Pictures don't belong in the copy; print all the records exactly.

Start of PROVIDED DATA

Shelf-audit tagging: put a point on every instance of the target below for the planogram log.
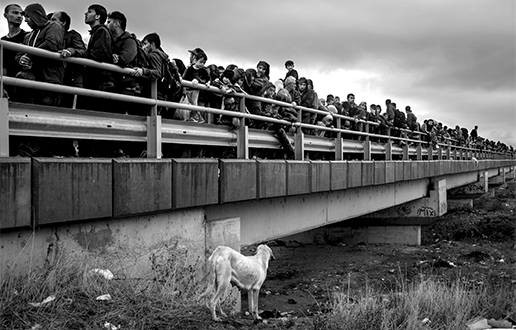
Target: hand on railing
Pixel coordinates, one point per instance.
(137, 72)
(64, 53)
(25, 62)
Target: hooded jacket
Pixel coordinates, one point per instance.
(49, 36)
(99, 49)
(156, 70)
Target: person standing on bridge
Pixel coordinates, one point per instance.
(291, 72)
(14, 17)
(98, 49)
(45, 35)
(474, 134)
(73, 47)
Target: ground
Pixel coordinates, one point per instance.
(474, 245)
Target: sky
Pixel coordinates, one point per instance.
(453, 61)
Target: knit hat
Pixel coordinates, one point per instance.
(198, 52)
(332, 109)
(37, 14)
(289, 80)
(228, 74)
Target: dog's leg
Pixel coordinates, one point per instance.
(223, 274)
(255, 303)
(250, 302)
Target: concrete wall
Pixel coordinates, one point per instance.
(124, 246)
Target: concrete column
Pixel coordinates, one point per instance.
(395, 225)
(224, 232)
(472, 190)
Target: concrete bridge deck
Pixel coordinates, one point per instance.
(123, 207)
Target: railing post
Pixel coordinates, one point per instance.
(388, 146)
(242, 135)
(154, 126)
(430, 151)
(405, 152)
(419, 152)
(367, 144)
(300, 139)
(338, 142)
(4, 127)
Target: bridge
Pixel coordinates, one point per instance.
(122, 210)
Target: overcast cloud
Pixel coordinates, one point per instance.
(454, 61)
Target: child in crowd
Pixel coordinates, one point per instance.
(196, 73)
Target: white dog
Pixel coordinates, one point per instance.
(227, 266)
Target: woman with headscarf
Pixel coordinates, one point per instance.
(260, 80)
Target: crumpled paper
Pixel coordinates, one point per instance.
(104, 272)
(45, 301)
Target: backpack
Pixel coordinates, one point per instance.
(170, 83)
(141, 59)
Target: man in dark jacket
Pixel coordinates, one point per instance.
(45, 35)
(73, 47)
(98, 49)
(307, 101)
(125, 49)
(158, 60)
(14, 17)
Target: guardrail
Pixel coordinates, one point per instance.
(18, 119)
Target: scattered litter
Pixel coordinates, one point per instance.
(270, 314)
(46, 301)
(480, 323)
(504, 324)
(110, 326)
(104, 272)
(444, 263)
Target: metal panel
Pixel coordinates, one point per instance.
(367, 173)
(298, 177)
(354, 174)
(320, 176)
(195, 182)
(71, 189)
(339, 175)
(15, 192)
(141, 186)
(238, 180)
(272, 178)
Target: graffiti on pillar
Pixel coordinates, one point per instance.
(425, 211)
(471, 188)
(443, 207)
(403, 210)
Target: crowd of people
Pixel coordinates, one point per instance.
(110, 42)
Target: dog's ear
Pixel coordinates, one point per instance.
(272, 257)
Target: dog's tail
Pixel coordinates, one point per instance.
(212, 278)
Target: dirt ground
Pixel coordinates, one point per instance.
(474, 244)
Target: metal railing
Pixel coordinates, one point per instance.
(18, 119)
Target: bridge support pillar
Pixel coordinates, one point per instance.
(224, 232)
(454, 204)
(499, 179)
(472, 190)
(395, 225)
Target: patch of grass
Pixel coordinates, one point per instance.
(445, 305)
(163, 298)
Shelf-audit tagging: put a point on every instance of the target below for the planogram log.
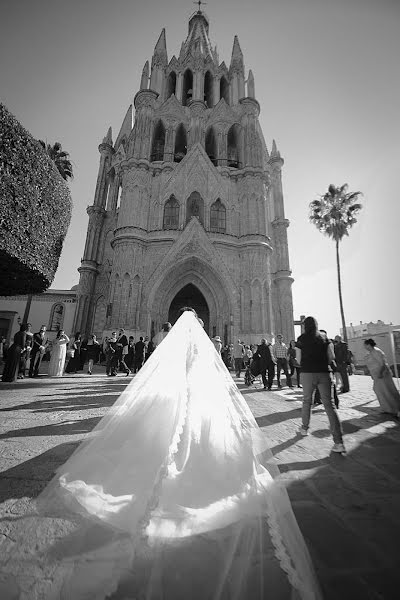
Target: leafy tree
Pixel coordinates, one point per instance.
(60, 159)
(334, 213)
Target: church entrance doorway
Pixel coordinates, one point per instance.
(191, 296)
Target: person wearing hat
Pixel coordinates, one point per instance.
(217, 343)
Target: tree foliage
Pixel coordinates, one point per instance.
(334, 214)
(60, 158)
(35, 211)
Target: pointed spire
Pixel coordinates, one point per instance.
(161, 45)
(108, 138)
(144, 82)
(251, 93)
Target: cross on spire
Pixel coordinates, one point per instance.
(199, 2)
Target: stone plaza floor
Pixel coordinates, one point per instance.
(348, 507)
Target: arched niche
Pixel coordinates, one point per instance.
(224, 89)
(211, 146)
(233, 147)
(158, 144)
(218, 217)
(195, 207)
(208, 89)
(180, 149)
(187, 91)
(171, 84)
(171, 214)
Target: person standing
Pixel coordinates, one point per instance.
(217, 344)
(122, 351)
(38, 349)
(342, 362)
(58, 355)
(93, 352)
(280, 351)
(384, 388)
(140, 348)
(158, 338)
(11, 368)
(266, 363)
(315, 353)
(293, 364)
(238, 357)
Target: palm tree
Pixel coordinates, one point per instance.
(334, 214)
(60, 158)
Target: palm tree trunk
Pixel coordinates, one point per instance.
(340, 293)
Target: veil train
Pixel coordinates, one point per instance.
(172, 497)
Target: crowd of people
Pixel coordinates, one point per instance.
(120, 353)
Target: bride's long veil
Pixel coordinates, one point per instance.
(173, 496)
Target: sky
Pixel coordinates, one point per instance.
(327, 80)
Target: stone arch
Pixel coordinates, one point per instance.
(224, 89)
(171, 85)
(208, 89)
(218, 293)
(187, 90)
(99, 317)
(211, 145)
(158, 143)
(233, 147)
(171, 213)
(180, 149)
(195, 207)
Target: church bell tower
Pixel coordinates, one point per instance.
(188, 207)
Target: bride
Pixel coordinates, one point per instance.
(172, 497)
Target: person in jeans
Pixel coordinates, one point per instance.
(315, 353)
(280, 351)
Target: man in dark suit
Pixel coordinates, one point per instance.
(140, 349)
(38, 348)
(265, 363)
(122, 351)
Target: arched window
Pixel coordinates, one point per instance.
(180, 143)
(171, 84)
(224, 89)
(233, 147)
(171, 214)
(195, 207)
(187, 92)
(208, 89)
(218, 217)
(157, 147)
(56, 317)
(211, 146)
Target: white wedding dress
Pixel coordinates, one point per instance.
(168, 499)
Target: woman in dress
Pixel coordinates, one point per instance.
(58, 355)
(384, 388)
(14, 353)
(93, 352)
(168, 498)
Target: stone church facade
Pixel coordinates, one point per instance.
(188, 207)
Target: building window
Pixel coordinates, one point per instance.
(171, 214)
(157, 147)
(224, 89)
(218, 217)
(194, 207)
(171, 84)
(56, 317)
(208, 89)
(233, 147)
(180, 143)
(211, 146)
(187, 92)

End of PROVIDED DATA

▸ RESPONSE TO THIS TASK:
Shelf-audit tagging: put a point on every instance of the target below for the planogram log.
Target: hand on railing
Pixel coordinates, one point per instance.
(137, 72)
(64, 53)
(25, 62)
Target: hooded jacket
Pixel coordinates, one point per instance.
(49, 36)
(99, 49)
(156, 70)
Target: person standing on bridge
Pixel coordinates, one point per instance.
(291, 72)
(14, 17)
(98, 49)
(45, 35)
(474, 134)
(73, 47)
Target: ground
Pixel coordinates, one point per instance.
(474, 245)
Target: sky
Pixel coordinates, one point per instance.
(453, 61)
Target: knit hat
Pixel coordinates, one point per instance.
(198, 52)
(332, 109)
(37, 14)
(289, 80)
(228, 74)
Target: dog's leg
Pixel coordinates, one point per instance.
(223, 274)
(255, 303)
(250, 302)
Target: concrete wall
Pixel coordinates, one point per instance.
(124, 246)
Target: concrete column
Pixel coordinates, one point per instance.
(395, 225)
(224, 232)
(472, 190)
Target: concrete bridge deck
Pixel coordinates, one point per instance.
(123, 207)
Target: railing post
Pixel coordinates, one point per instance.
(388, 146)
(242, 135)
(154, 126)
(430, 151)
(405, 152)
(419, 152)
(367, 144)
(300, 139)
(338, 142)
(4, 127)
Target: bridge
Pixel coordinates, one point per instance.
(122, 210)
Target: overcast cloud
Pixel coordinates, one point per instance.
(454, 61)
Target: child in crowd
Pixel coordinates, one point per instance.
(196, 73)
Target: white dog
Pixel coordinates, one point per instance.
(227, 266)
Target: woman with headscarf
Pixel coordinates, one point per instance.
(260, 80)
Target: crumpled paper
Pixel coordinates, one point per instance.
(104, 272)
(45, 301)
Target: backpack
Pixel coordinates, one point per instance.
(170, 83)
(141, 59)
Target: man in dark jacket
Pixel coordinates, one point per instance.
(45, 35)
(73, 47)
(98, 49)
(307, 101)
(125, 49)
(158, 60)
(14, 17)
Target: guardrail
Pixel coordinates, one point per instance.
(18, 119)
Target: scattered litter
Pixel coordinates, one point per instance.
(270, 314)
(46, 301)
(480, 323)
(504, 324)
(110, 326)
(104, 272)
(444, 263)
Target: metal panel
Pixel coordinates, one point per instance.
(367, 173)
(298, 177)
(354, 174)
(320, 176)
(195, 182)
(71, 189)
(339, 175)
(15, 192)
(141, 186)
(238, 180)
(272, 178)
Target: graffiti on pillar
Pixel coordinates, one point per instance.
(425, 211)
(471, 188)
(443, 207)
(403, 210)
Target: crowd of people
Pixel coordinates, one point per instance.
(110, 42)
Target: dog's ear
Pixel coordinates, one point per instance.
(272, 257)
Target: dog's tail
Pixel coordinates, one point per instance.
(212, 278)
Target: dirt ground
Pixel coordinates, one point per instance.
(474, 244)
Target: metal railing
Pixel coordinates, one point per instance.
(18, 119)
Target: bridge support pillar
Pixel coordinates, one point per instance.
(224, 232)
(454, 204)
(499, 179)
(472, 190)
(395, 225)
Target: patch of grass
Pixel coordinates, one point per instance.
(445, 305)
(163, 298)
Shelf-audit tagging: put a point on every instance of the target below for the planogram log.
Target: leafy tree
Pixel coordinates, one point per instance.
(60, 159)
(334, 213)
Target: church entrance doorway
Pixel coordinates, one point per instance.
(191, 296)
Target: person wearing hat
Pixel coordinates, one point per instance.
(217, 343)
Target: tree foliage
Pixel coordinates, one point per instance.
(334, 214)
(60, 158)
(35, 211)
Target: pointed spire
Pixel coordinates, one point per instance.
(161, 45)
(108, 138)
(144, 82)
(251, 93)
Target: cross on spire
Pixel coordinates, one point per instance.
(199, 2)
Target: stone plaza floor
Pixel coordinates, one point per instance.
(348, 507)
Target: arched niche
Pixel coordinates, one point per instance.
(224, 89)
(211, 146)
(233, 147)
(158, 144)
(218, 217)
(195, 207)
(208, 89)
(180, 149)
(187, 91)
(171, 84)
(171, 214)
Target: person standing
Pixel coordinates, one point per instance.
(217, 344)
(122, 351)
(38, 349)
(342, 362)
(58, 355)
(93, 352)
(280, 351)
(384, 388)
(140, 348)
(158, 338)
(11, 368)
(266, 363)
(315, 353)
(293, 364)
(238, 357)
Target: palm tree
Pixel coordinates, one point per instance.
(334, 214)
(60, 158)
Target: palm tree trunk
Pixel coordinates, one point per instance.
(340, 293)
Target: veil train
Pixel coordinates, one point per instance.
(172, 497)
Target: crowd of people
Pixel coordinates, one point per instance.
(120, 353)
Target: bride's long veil
Pixel coordinates, one point per instance.
(173, 496)
Target: sky
Pixel coordinates, one point per instance.
(327, 80)
Target: stone arch
Pixel coordinates, one point per instance.
(224, 89)
(171, 85)
(208, 89)
(218, 293)
(187, 90)
(99, 317)
(211, 145)
(158, 143)
(233, 147)
(171, 213)
(180, 149)
(195, 207)
Target: church bell tower
Pixel coordinates, one point per instance.
(188, 207)
Target: bride
Pixel coordinates, one point per instance.
(172, 497)
Target: person in jeans
Pixel coordinates, one point per instance.
(315, 353)
(280, 351)
Target: man in dark suit
Pixel coordinates, one point per instance.
(140, 349)
(38, 348)
(265, 363)
(122, 351)
Target: arched window
Pixel coordinates, one point per instance.
(180, 143)
(171, 84)
(224, 89)
(233, 147)
(171, 214)
(195, 207)
(187, 92)
(208, 89)
(218, 217)
(157, 147)
(56, 317)
(211, 146)
Target: white wedding dress
Pixel coordinates, one point per instance.
(168, 499)
Target: woman in dress
Pixel coordinates, one point per instance.
(58, 355)
(384, 388)
(14, 353)
(93, 352)
(168, 498)
Target: stone church facade
Pixel coordinates, one point per instance.
(188, 207)
Target: building window
Pixel coordinates, one point per instance.
(171, 214)
(157, 147)
(224, 89)
(218, 217)
(194, 207)
(171, 84)
(56, 317)
(208, 89)
(233, 147)
(180, 143)
(211, 146)
(187, 92)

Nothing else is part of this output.